• [To do]: Each record below is to be restated word for word.

BEGIN

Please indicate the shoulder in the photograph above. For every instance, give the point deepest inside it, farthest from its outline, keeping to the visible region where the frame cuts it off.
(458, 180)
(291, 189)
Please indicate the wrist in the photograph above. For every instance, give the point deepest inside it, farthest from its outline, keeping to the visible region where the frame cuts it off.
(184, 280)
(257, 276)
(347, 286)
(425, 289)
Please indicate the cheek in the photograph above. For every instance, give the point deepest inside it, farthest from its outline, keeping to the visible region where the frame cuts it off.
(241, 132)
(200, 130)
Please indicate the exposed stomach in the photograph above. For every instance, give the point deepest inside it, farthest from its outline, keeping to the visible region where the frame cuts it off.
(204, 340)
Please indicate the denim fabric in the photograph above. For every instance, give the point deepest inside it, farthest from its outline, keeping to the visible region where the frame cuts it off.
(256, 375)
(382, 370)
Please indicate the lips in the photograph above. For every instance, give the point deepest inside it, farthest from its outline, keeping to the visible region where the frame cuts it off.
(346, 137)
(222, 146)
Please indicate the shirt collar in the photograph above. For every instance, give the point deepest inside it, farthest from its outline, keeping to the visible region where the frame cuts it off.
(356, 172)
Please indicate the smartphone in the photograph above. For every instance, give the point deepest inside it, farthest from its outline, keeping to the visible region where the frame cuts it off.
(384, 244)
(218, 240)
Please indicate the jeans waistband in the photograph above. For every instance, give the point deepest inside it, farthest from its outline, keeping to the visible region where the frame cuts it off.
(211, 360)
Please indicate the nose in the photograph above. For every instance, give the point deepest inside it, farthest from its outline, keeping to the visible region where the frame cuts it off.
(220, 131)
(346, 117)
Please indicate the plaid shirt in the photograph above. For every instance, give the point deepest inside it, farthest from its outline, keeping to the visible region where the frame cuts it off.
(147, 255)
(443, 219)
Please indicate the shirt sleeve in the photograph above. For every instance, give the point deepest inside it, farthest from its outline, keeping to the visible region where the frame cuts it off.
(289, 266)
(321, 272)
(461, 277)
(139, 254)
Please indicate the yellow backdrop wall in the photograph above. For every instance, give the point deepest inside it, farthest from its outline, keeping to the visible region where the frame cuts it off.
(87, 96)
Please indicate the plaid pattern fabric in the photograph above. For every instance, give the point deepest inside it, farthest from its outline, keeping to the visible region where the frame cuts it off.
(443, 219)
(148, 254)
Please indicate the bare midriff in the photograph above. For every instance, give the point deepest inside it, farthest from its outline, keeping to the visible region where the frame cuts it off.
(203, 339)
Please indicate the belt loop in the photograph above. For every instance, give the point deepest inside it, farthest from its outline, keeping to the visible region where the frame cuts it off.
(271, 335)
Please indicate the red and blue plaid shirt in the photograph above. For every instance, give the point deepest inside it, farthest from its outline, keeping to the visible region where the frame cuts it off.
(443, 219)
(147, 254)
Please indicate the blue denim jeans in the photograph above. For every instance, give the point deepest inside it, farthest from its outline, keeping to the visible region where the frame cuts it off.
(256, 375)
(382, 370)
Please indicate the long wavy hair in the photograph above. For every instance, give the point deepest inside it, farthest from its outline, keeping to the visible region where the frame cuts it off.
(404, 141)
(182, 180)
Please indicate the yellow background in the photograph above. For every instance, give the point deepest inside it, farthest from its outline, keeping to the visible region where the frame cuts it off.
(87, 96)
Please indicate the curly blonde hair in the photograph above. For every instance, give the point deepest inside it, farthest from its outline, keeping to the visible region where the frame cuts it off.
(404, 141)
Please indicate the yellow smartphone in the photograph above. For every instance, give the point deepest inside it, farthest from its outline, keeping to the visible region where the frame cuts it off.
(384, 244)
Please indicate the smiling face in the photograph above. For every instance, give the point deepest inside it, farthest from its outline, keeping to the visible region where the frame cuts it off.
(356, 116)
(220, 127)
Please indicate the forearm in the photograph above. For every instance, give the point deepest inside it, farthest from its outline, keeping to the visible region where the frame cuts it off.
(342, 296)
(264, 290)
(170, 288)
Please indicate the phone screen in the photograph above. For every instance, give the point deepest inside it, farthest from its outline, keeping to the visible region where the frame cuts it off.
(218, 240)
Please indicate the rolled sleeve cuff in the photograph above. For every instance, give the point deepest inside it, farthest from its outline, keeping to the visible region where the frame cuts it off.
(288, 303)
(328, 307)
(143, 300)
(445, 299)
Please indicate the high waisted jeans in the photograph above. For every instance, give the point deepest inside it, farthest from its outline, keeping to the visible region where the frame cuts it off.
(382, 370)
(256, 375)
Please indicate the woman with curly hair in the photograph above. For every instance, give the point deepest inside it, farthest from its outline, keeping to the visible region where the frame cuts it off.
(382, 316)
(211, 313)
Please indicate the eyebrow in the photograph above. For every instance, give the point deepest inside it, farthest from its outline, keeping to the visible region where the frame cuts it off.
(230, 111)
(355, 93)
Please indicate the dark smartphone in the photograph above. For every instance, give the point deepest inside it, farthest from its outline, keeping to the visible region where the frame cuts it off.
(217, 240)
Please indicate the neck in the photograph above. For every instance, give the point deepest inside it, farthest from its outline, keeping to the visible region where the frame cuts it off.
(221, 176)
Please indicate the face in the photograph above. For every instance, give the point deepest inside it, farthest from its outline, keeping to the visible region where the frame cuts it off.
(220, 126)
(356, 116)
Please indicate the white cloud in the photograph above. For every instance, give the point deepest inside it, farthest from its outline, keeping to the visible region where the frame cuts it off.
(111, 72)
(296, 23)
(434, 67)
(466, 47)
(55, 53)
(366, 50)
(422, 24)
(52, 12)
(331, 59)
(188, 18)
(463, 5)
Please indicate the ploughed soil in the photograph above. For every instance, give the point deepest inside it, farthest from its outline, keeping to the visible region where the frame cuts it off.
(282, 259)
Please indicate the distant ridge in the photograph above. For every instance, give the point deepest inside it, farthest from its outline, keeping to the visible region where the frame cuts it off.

END

• [Exercise solution]:
Please indicate the shoulder in the photograph above. For every instance, give the point deepest inside it, farthest from its outline, keeping to the visible region where the frame cuts it off.
(458, 180)
(291, 189)
Please indicate the wrist in the photograph above. For every instance, give the point deepest inside it, farthest from its outline, keeping to the visible region where the frame cuts it off.
(184, 280)
(257, 276)
(347, 286)
(425, 289)
Please indicate the cheek in the photograph above. For every instance, give the point deepest inside it, farthest from its outline, keeping to the visible region where the frame cuts it off.
(241, 132)
(200, 130)
Please indicate the exposed stomach in the photograph above. For every instance, give the point deepest inside it, farthest from its outline, keeping to the visible region where the frame cuts it off.
(204, 340)
Please indicate the denim fabric in the photograph above. For every instance, give the point deepest inside it, farthest from its outline, keeping to the visible region where the frame cuts it off.
(256, 375)
(382, 370)
Please indicate the lips in the photograph above. For every instance, give the point deepest inside it, farthest from its outline, keeping to the visible region where the frame cuts it off.
(346, 137)
(222, 146)
Please indicate the shirt collar in the photograph above. For every instance, give the point deepest inside it, farthest from its outline, keeping to the visible region where the frame cuts it off.
(356, 172)
Please indicate the smartphone in the photograph above. For every instance, give the point deepest inside it, farthest from its outline, keeping to the visible region where the frame cuts it off.
(384, 244)
(218, 240)
Please indicate the jeans waistband in the photograph above. For every instance, give the point deepest inside it, farthest from its outline, keeping to the visible region where the frame cuts it off.
(211, 360)
Please indicate the nose in the photograph above. For every instance, give the point deepest inside it, farthest from its outline, keeping to the visible region where the frame cuts it off.
(220, 131)
(346, 117)
Please indicate the plaid shirt in the photograph above. For every instance, give the point deepest inside it, farthest from its outline, keeping to the visible region where the frame cuts it off.
(147, 255)
(443, 219)
Please indicate the shirt sleeve in the photograph above. For every instance, give the point deepest inside it, farthest from its outline, keeping to the visible region where the frame cuts it off.
(289, 266)
(321, 272)
(461, 277)
(139, 254)
Please indicate the yellow backdrop wall in the photograph above. For every instance, give the point deepest inside it, farthest from its outline, keeping to the visible region where the frame cuts it off.
(87, 96)
Please indicate the plaid pattern fabric in the photograph above. For every instance, give the point deepest inside it, farthest from its outline, keeping to the visible region where the frame cuts it off.
(443, 219)
(148, 254)
Please indicate the bare midriff in the photograph above. For every instance, give the point deepest inside it, farthest from its outline, keeping to the visible region where the frame cuts it off.
(203, 339)
Please indicate the belt loop in the photograph above. For every instance, give the point deepest inside it, farthest from its outline, keeping to the visible region where the frame cuts it off.
(271, 335)
Please indicate the red and blue plaid shirt in the photograph above. For every instance, give the point deepest inside it, farthest from its outline, keeping to the visible region where the frame cuts it off.
(443, 219)
(147, 254)
Please indicate the blue denim jeans in the photograph above. For every instance, give the point deepest inside it, farthest from its outline, keeping to the visible region where the frame cuts it off.
(256, 375)
(382, 370)
Please indicate the long wavy hair in the photograph above. For every instance, give the point deepest inside it, farthest from its outline, keeping to the visible region where the frame cuts it off.
(404, 141)
(182, 180)
Please indicate the yellow background in the photograph above. For every instance, give the point deepest inside it, farthest from its outline, keeping to the visible region where the frame cuts it off.
(87, 96)
Please indicate the curly blonde hair in the photograph above. For every instance, give the point deepest inside it, farthest from its outline, keeping to the visible region where the frame cuts it off.
(404, 141)
Please indicate the yellow smartphone in the photograph above. For every instance, give the point deepest inside it, farthest from its outline, keeping to the visible region where the frame cuts it off.
(384, 244)
Please indicate the smiling face in the photograph above. For every instance, give the point deepest inside it, farthest from its outline, keeping to the visible region where the frame cuts it off.
(356, 116)
(220, 127)
Please indicate the forearm in the photograph above. For every instance, give the point deepest inside it, farthest from its outline, keeping to the visible region where the frame cuts it off.
(342, 296)
(264, 290)
(170, 288)
Please indicate the phone screen in the photograph above. For every instance, give the point deepest inside it, farthest from its outline, keeping to the visible region where the frame cuts it off.
(218, 240)
Please indicate the rolled sleeve cuff in the photograph above. For every instance, give the point deepest inside it, farthest from its outline, keeping to the visible region where the frame cuts it off.
(288, 303)
(328, 307)
(143, 300)
(445, 299)
Please indicate the high waisted jeans in the photograph above. For every instance, give the point deepest inside it, farthest from its outline, keeping to the visible region where the frame cuts it off.
(382, 370)
(256, 375)
Please indicate the woman with curly hair in the photograph above. For every instance, give the point deepest inside it, farthest from its outline, keeping to the visible region where the frame cuts it off.
(382, 316)
(211, 313)
Please indicate the eyebrow in the photograph above. For every instance, give the point deepest inside it, farthest from its outline, keeping to the visible region where the frame cuts it off.
(230, 111)
(355, 93)
Please indicate the dark smartphone in the photograph above. For every instance, give the point deepest inside it, farthest from its outline, keeping to the visible region where the frame cuts it off.
(217, 240)
Please indicate the neck in the photograph above. For every instance, give the point deepest inside it, farthest from its outline, keeping to the visible region where the frame cuts it off.
(221, 176)
Please indicate the face in the photograph above. For every instance, give the point deepest inside it, farthest from its outline, keeping to the visible region where the frame cuts it off.
(220, 126)
(356, 116)
Please indicate the white cloud in the photograph above. For every instance, give the point deepest inside it, farthest from its outline, keeping to the visible region where the frame cuts it off.
(111, 72)
(296, 23)
(434, 67)
(466, 47)
(55, 53)
(366, 50)
(422, 24)
(52, 12)
(331, 59)
(188, 18)
(463, 5)
Please indicate the ploughed soil in the photograph above. For every instance, give the point deepest inside it, farthest from its outline, keeping to the visible region where the frame cuts it off.
(282, 259)
Please indicate the distant ridge in the photograph above. For every instance, give the point deepest inside it, farthest from its outline, keeping to the visible region where the frame cuts it off.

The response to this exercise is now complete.